:: Entries shown
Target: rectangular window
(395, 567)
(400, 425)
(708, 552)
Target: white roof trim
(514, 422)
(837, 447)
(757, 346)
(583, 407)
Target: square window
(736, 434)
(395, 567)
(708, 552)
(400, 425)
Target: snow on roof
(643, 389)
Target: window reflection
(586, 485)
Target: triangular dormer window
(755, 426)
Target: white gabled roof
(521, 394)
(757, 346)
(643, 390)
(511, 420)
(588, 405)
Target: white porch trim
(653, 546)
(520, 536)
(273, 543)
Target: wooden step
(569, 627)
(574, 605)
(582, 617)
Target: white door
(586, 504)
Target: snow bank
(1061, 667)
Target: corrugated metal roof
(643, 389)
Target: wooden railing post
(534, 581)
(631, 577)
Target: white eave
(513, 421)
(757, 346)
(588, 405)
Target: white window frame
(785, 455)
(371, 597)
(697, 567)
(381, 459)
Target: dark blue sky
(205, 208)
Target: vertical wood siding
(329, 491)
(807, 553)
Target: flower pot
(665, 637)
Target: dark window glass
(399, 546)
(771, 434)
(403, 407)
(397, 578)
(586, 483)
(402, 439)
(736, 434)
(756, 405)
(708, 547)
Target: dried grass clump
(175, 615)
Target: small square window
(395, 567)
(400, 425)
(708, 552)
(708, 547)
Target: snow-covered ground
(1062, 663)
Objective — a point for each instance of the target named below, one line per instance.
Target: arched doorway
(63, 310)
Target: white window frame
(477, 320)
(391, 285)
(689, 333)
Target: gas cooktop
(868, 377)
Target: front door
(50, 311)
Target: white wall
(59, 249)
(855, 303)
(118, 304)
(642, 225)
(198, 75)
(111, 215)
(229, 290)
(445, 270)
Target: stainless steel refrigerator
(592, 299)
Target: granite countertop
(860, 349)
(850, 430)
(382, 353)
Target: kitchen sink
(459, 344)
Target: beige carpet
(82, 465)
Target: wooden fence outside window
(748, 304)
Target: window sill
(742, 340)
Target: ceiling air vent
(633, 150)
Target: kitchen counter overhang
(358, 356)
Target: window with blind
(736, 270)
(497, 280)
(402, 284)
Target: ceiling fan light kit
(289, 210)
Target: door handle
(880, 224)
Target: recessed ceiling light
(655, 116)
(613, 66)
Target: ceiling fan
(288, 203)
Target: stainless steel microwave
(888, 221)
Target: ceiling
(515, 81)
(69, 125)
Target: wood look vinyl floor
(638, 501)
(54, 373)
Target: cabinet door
::::
◆ **What is needed**: Quote every one of the lines above verbatim, from the first through the last.

◆ **Exercise response**:
Target: rectangular window
(395, 567)
(400, 425)
(708, 552)
Target: white roof trim
(514, 422)
(837, 447)
(757, 346)
(583, 407)
Target: square window
(736, 434)
(395, 567)
(708, 552)
(400, 425)
Target: snow on roof
(643, 389)
Target: window reflection
(586, 485)
Target: triangular dormer window
(755, 426)
Target: white gabled roof
(521, 394)
(757, 346)
(643, 390)
(511, 420)
(588, 405)
Target: white porch trim
(653, 546)
(520, 536)
(273, 543)
Target: wooden step
(569, 627)
(574, 605)
(582, 617)
Target: white door
(586, 504)
Target: snow bank
(1061, 667)
Target: corrugated metal roof
(643, 389)
Target: wooden railing post
(534, 581)
(631, 577)
Target: white eave
(513, 421)
(757, 346)
(588, 405)
Target: white window frame
(785, 455)
(371, 597)
(697, 567)
(381, 459)
Target: dark blue sky
(205, 208)
Target: vertical wood siding
(329, 491)
(807, 553)
Target: flower pot
(665, 637)
Target: dark window glass
(399, 546)
(771, 434)
(403, 407)
(397, 578)
(586, 483)
(402, 439)
(736, 434)
(756, 405)
(708, 547)
Target: dried grass clump
(175, 615)
Target: small square window
(395, 567)
(400, 425)
(708, 552)
(708, 547)
Target: snow-covered ground
(1062, 663)
Objective — a point for each instance of the target named below, one line per instance.
Target: arched doorway
(63, 310)
Target: white window frame
(477, 320)
(391, 285)
(689, 333)
Target: gas cooktop
(868, 377)
Target: front door
(50, 311)
Target: white wall
(59, 249)
(855, 303)
(118, 304)
(642, 225)
(198, 75)
(111, 215)
(229, 290)
(445, 270)
Target: stainless steel refrigerator
(592, 299)
Target: granite countertop
(860, 349)
(850, 430)
(382, 353)
Target: kitchen sink
(459, 344)
Target: beige carpet
(82, 465)
Target: wooden fence outside window
(748, 304)
Target: window sill
(742, 340)
Target: ceiling air vent
(633, 150)
Target: kitchen counter overhang
(358, 356)
Target: window with blind
(736, 270)
(497, 280)
(402, 284)
Target: ceiling fan light kit
(289, 210)
Target: door handle
(880, 224)
Target: recessed ceiling light
(655, 116)
(613, 66)
Target: ceiling fan
(288, 203)
Target: stainless steel microwave
(888, 221)
Target: ceiling
(515, 81)
(69, 125)
Target: wood look vinyl floor
(638, 501)
(54, 373)
Target: cabinet door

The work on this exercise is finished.